AIM OF THE TASK
Set out the lines below as a numbered list, dropping any blank lines and leaving out the pictures.

Entries from a point annotation set
___

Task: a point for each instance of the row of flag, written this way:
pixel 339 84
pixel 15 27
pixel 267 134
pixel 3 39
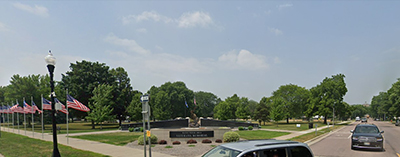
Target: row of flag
pixel 71 103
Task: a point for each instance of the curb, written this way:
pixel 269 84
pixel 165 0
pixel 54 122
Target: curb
pixel 319 138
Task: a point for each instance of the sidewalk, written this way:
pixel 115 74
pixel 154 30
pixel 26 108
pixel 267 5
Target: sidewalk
pixel 93 146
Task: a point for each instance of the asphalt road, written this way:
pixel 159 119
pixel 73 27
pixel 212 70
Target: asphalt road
pixel 338 143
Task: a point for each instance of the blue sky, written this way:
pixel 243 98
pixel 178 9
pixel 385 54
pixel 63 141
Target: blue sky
pixel 249 48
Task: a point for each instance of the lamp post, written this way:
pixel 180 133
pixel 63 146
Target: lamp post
pixel 51 61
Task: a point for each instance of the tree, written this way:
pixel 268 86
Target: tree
pixel 329 95
pixel 122 94
pixel 102 101
pixel 294 99
pixel 134 109
pixel 263 109
pixel 278 110
pixel 82 79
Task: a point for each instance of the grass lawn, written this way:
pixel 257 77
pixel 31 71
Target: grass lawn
pixel 13 145
pixel 260 134
pixel 291 126
pixel 76 127
pixel 311 135
pixel 119 138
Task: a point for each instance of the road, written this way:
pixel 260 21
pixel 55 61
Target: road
pixel 338 144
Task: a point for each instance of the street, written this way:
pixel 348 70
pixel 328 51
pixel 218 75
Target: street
pixel 338 143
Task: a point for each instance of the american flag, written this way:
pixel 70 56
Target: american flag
pixel 46 104
pixel 27 108
pixel 35 108
pixel 75 104
pixel 63 109
pixel 16 108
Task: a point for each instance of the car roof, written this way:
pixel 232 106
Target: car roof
pixel 261 144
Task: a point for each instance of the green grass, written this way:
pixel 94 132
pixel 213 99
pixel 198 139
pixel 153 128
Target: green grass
pixel 291 126
pixel 76 127
pixel 13 145
pixel 260 134
pixel 311 135
pixel 119 138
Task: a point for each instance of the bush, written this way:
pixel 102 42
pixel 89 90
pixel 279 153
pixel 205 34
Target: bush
pixel 240 128
pixel 206 141
pixel 191 141
pixel 250 127
pixel 231 137
pixel 153 139
pixel 162 142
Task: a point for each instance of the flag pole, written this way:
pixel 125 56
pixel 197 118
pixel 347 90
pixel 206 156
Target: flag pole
pixel 41 100
pixel 66 107
pixel 18 115
pixel 24 116
pixel 33 122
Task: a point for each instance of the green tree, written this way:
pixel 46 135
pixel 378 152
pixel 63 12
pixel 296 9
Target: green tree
pixel 329 95
pixel 278 110
pixel 122 94
pixel 263 109
pixel 82 79
pixel 102 101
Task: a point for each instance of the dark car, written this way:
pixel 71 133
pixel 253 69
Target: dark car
pixel 366 136
pixel 363 120
pixel 261 148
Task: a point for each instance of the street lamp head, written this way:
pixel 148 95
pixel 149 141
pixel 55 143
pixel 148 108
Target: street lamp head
pixel 50 59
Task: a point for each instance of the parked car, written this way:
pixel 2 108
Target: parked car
pixel 363 120
pixel 261 148
pixel 367 136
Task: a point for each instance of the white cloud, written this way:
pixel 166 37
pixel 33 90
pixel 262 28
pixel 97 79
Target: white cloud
pixel 3 27
pixel 146 16
pixel 194 19
pixel 127 43
pixel 37 10
pixel 283 6
pixel 275 31
pixel 243 60
pixel 186 20
pixel 141 30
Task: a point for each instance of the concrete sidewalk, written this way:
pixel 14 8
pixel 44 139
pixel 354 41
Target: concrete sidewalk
pixel 93 146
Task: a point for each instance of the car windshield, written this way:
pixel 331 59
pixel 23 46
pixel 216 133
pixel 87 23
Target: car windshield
pixel 366 129
pixel 221 151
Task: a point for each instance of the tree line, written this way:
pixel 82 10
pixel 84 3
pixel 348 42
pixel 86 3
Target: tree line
pixel 110 95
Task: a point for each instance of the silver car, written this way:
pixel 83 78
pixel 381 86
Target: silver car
pixel 261 148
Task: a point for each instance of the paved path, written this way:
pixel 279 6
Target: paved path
pixel 124 151
pixel 93 146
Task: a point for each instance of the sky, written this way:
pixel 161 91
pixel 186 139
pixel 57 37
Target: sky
pixel 248 48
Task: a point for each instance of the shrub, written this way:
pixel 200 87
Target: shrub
pixel 250 127
pixel 206 141
pixel 153 139
pixel 162 142
pixel 240 128
pixel 191 141
pixel 231 137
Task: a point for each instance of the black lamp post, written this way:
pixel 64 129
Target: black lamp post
pixel 51 61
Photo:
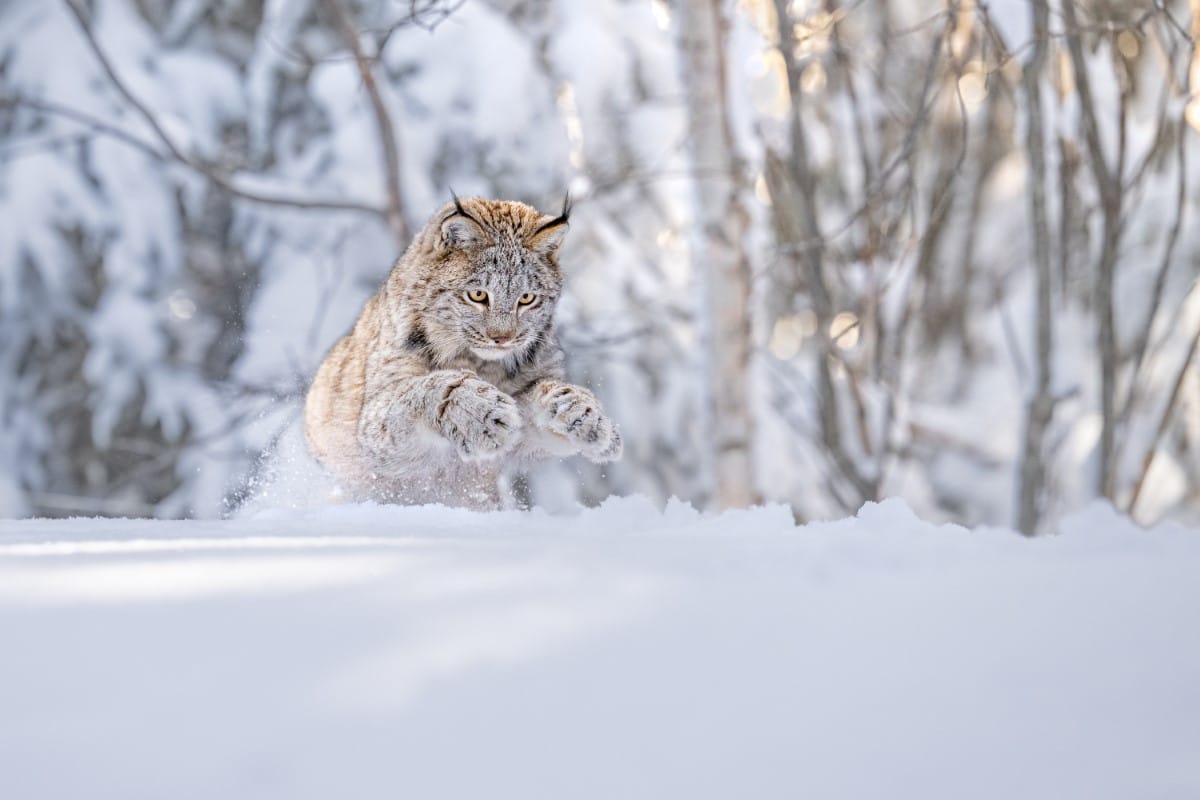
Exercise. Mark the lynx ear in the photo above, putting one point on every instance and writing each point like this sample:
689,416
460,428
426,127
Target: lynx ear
549,236
460,229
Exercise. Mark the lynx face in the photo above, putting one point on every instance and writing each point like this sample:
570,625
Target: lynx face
493,289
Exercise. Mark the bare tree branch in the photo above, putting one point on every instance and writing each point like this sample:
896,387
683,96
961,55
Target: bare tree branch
173,150
388,139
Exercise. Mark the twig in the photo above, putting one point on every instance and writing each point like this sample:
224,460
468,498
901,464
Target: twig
1163,423
173,150
388,139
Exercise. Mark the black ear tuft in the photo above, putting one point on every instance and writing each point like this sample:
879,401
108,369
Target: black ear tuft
561,220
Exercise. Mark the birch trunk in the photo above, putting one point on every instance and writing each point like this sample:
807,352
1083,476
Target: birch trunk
718,248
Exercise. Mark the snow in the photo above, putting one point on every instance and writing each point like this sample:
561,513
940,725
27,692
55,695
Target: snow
624,651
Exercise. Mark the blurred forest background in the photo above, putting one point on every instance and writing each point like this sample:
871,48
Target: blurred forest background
823,251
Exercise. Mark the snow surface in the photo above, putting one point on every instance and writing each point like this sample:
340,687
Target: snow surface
363,651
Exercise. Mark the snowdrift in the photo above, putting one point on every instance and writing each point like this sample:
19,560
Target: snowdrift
625,651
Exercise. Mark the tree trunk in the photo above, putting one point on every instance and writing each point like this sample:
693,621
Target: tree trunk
1041,401
718,250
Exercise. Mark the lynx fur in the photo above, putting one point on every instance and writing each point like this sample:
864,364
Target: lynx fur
453,372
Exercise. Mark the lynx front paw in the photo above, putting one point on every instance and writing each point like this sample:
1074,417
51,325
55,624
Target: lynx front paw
574,414
479,420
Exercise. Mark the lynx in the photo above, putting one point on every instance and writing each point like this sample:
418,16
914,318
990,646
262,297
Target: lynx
453,372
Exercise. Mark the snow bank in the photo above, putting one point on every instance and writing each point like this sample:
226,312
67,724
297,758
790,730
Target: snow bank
625,651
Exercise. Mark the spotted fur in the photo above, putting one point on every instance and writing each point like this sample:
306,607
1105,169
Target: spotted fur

___

WRITTEN REPLY
1. Task: a point for each instance of the row of flag, written this way:
2. pixel 339 84
3. pixel 15 27
4. pixel 267 134
5. pixel 3 39
6. Target: row of flag
7. pixel 71 103
8. Task: a point for each instance of the curb, written this way:
9. pixel 269 84
10. pixel 165 0
11. pixel 54 122
12. Target: curb
13. pixel 319 138
14. Task: a point for each instance of the sidewalk, written this way:
15. pixel 115 74
16. pixel 154 30
17. pixel 26 108
18. pixel 267 5
19. Target: sidewalk
20. pixel 93 146
21. Task: a point for each instance of the asphalt road, written this way:
22. pixel 159 119
23. pixel 73 27
24. pixel 212 70
25. Target: asphalt road
26. pixel 338 143
27. Task: a point for each instance of the blue sky, written this way:
28. pixel 243 98
29. pixel 178 9
30. pixel 385 54
31. pixel 63 141
32. Target: blue sky
33. pixel 249 48
34. Task: a point for each instance of the lamp post, written this way:
35. pixel 180 133
36. pixel 63 146
37. Target: lamp post
38. pixel 51 61
39. Task: a point for each instance of the tree, written this way:
40. pixel 268 86
41. Target: tree
42. pixel 329 95
43. pixel 122 94
44. pixel 102 101
45. pixel 294 99
46. pixel 134 109
47. pixel 263 109
48. pixel 278 110
49. pixel 82 79
50. Task: a point for each instance of the grass lawn, written this way:
51. pixel 257 77
52. pixel 31 71
53. Target: grass lawn
54. pixel 13 145
55. pixel 260 134
56. pixel 291 126
57. pixel 76 127
58. pixel 311 135
59. pixel 119 138
60. Task: a point for each instance of the road, written this way:
61. pixel 260 21
62. pixel 55 61
63. Target: road
64. pixel 338 144
65. Task: a point for each instance of the street, written this way:
66. pixel 348 70
67. pixel 328 51
68. pixel 218 75
69. Target: street
70. pixel 338 143
71. Task: a point for each instance of the american flag, written this way:
72. pixel 70 56
73. Target: american flag
74. pixel 46 104
75. pixel 27 108
76. pixel 35 108
77. pixel 75 104
78. pixel 63 109
79. pixel 16 108
80. Task: a point for each instance of the car roof, written this way:
81. pixel 232 106
82. Target: car roof
83. pixel 261 144
84. Task: a point for each instance of the green grass, written this way:
85. pixel 94 132
86. pixel 213 99
87. pixel 198 139
88. pixel 153 128
89. Target: green grass
90. pixel 291 126
91. pixel 76 127
92. pixel 13 145
93. pixel 260 134
94. pixel 311 135
95. pixel 119 138
96. Task: a point for each instance of the bush, written this way:
97. pixel 102 42
98. pixel 89 90
99. pixel 279 153
100. pixel 205 34
101. Target: bush
102. pixel 240 128
103. pixel 206 141
104. pixel 191 141
105. pixel 250 127
106. pixel 231 137
107. pixel 153 139
108. pixel 162 142
109. Task: a point for each instance of the flag pole, written this way:
110. pixel 125 56
111. pixel 197 118
112. pixel 347 90
113. pixel 206 156
114. Target: flag pole
115. pixel 41 100
116. pixel 66 107
117. pixel 18 115
118. pixel 24 116
119. pixel 33 122
120. Task: a point for each instance of the green tree, written this way:
121. pixel 46 135
122. pixel 378 152
123. pixel 63 12
124. pixel 296 9
125. Target: green tree
126. pixel 329 95
127. pixel 278 110
128. pixel 122 94
129. pixel 263 109
130. pixel 82 79
131. pixel 102 101
132. Task: a point for each instance of the dark car, written this way:
133. pixel 71 133
134. pixel 253 69
135. Target: dark car
136. pixel 366 136
137. pixel 363 120
138. pixel 261 148
139. Task: a point for each instance of the street lamp head, written this way:
140. pixel 148 95
141. pixel 149 141
142. pixel 55 143
143. pixel 148 108
144. Target: street lamp head
145. pixel 50 59
146. Task: a point for each instance of the parked car, written this way:
147. pixel 2 108
148. Target: parked car
149. pixel 363 120
150. pixel 261 148
151. pixel 367 136
152. Task: a point for each instance of the white cloud, written this way:
153. pixel 166 37
154. pixel 33 90
155. pixel 262 28
156. pixel 97 79
157. Target: white cloud
158. pixel 3 27
159. pixel 146 16
160. pixel 194 19
161. pixel 127 43
162. pixel 37 10
163. pixel 283 6
164. pixel 275 31
165. pixel 243 60
166. pixel 186 20
167. pixel 141 30
168. Task: a point for each instance of the concrete sidewalk, written this way:
169. pixel 14 8
170. pixel 44 139
171. pixel 354 41
172. Target: concrete sidewalk
173. pixel 93 146
174. Task: a point for each instance of the car windshield, written this way:
175. pixel 331 59
176. pixel 23 46
177. pixel 216 133
178. pixel 87 23
179. Target: car windshield
180. pixel 366 129
181. pixel 221 151
182. Task: a point for each instance of the tree line, written this way:
183. pixel 82 10
184. pixel 84 3
185. pixel 348 42
186. pixel 86 3
187. Target: tree line
188. pixel 110 95
189. Task: a point for each instance of the silver car, written this way:
190. pixel 83 78
191. pixel 381 86
192. Target: silver car
193. pixel 261 148
194. Task: a point for each instance of the paved path, written this way:
195. pixel 279 6
196. Target: paved path
197. pixel 124 151
198. pixel 93 146
199. Task: a point for each instance of the sky, written this way:
200. pixel 161 91
201. pixel 186 139
202. pixel 57 37
203. Target: sky
204. pixel 248 48
205. Task: a point for each instance of the shrub, written this way:
206. pixel 200 87
207. Target: shrub
208. pixel 250 127
209. pixel 206 141
210. pixel 153 139
211. pixel 162 142
212. pixel 240 128
213. pixel 191 141
214. pixel 231 137
215. Task: a point for each instance of the black lamp post, written this way:
216. pixel 64 129
217. Target: black lamp post
218. pixel 51 61
219. Photo:
220. Exercise. Mark the lynx ear in the photo above, putting one point on every instance and writing each point like this sample:
221. 689,416
222. 460,428
223. 426,127
224. Target: lynx ear
225. 549,236
226. 460,229
227. Exercise. Mark the lynx face in the photo above, putting one point on every instance and writing each point like this sample:
228. 570,625
229. Target: lynx face
230. 493,289
231. Exercise. Mark the bare tree branch in the photo above, putting one point on every instance and writing each point like this sample:
232. 896,387
233. 683,96
234. 961,55
235. Target: bare tree branch
236. 173,150
237. 388,139
238. Exercise. Mark the twig in the photo above, putting one point on every instance and writing each point like this sample:
239. 224,460
240. 468,498
241. 901,464
242. Target: twig
243. 1163,423
244. 173,150
245. 388,139
246. Exercise. Mark the black ear tuft in the photo above, putting one point on every instance and writing each point like this sample:
247. 879,401
248. 108,369
249. Target: black ear tuft
250. 561,220
251. Exercise. Mark the birch trunk in the photo above, putting one point on every instance and writing each point like this sample:
252. 807,352
253. 1083,476
254. Target: birch trunk
255. 718,248
256. Exercise. Mark the snow in the photo above, putting one point on every instance and writing each point like this sample:
257. 561,513
258. 940,725
259. 27,692
260. 55,695
261. Target: snow
262. 624,651
263. Exercise. Mark the blurred forest background in the photo above, putting one point on every instance and writing each point like this sample:
264. 871,48
265. Target: blurred forest background
266. 823,251
267. Exercise. Mark the snow surface in the photo above, putting one point on every instance and writing each point like this sample:
268. 340,687
269. Target: snow surface
270. 363,651
271. Exercise. Mark the snowdrift in the photo above, putting one point on every instance and writing each point like this sample:
272. 19,560
273. Target: snowdrift
274. 625,651
275. Exercise. Mark the tree trunk in the photo above, putting one point on every instance and writing each point like this sample:
276. 693,621
277. Target: tree trunk
278. 1041,401
279. 718,250
280. Exercise. Mark the lynx fur in the photo above, putting one point on every instance and writing each point like this sample:
281. 864,364
282. Target: lynx fur
283. 453,372
284. Exercise. Mark the lynx front paw in the photo above, putting one point on every instance and writing each point like this sample:
285. 1074,417
286. 51,325
287. 55,624
288. Target: lynx front paw
289. 574,414
290. 479,420
291. Exercise. Mark the lynx in the photo above, putting one point on every instance and writing each point like this sample:
292. 418,16
293. 914,318
294. 990,646
295. 262,297
296. Target: lynx
297. 453,372
298. Exercise. Mark the snow bank in the photo above, putting one point on every instance and writing each point like this sample:
299. 226,312
300. 67,724
301. 297,758
302. 790,730
303. Target: snow bank
304. 625,651
305. Exercise. Mark the spotted fur in the photo above, putting one point on every instance and writing each point like this sample:
306. 306,607
307. 1105,169
308. Target: spotted fur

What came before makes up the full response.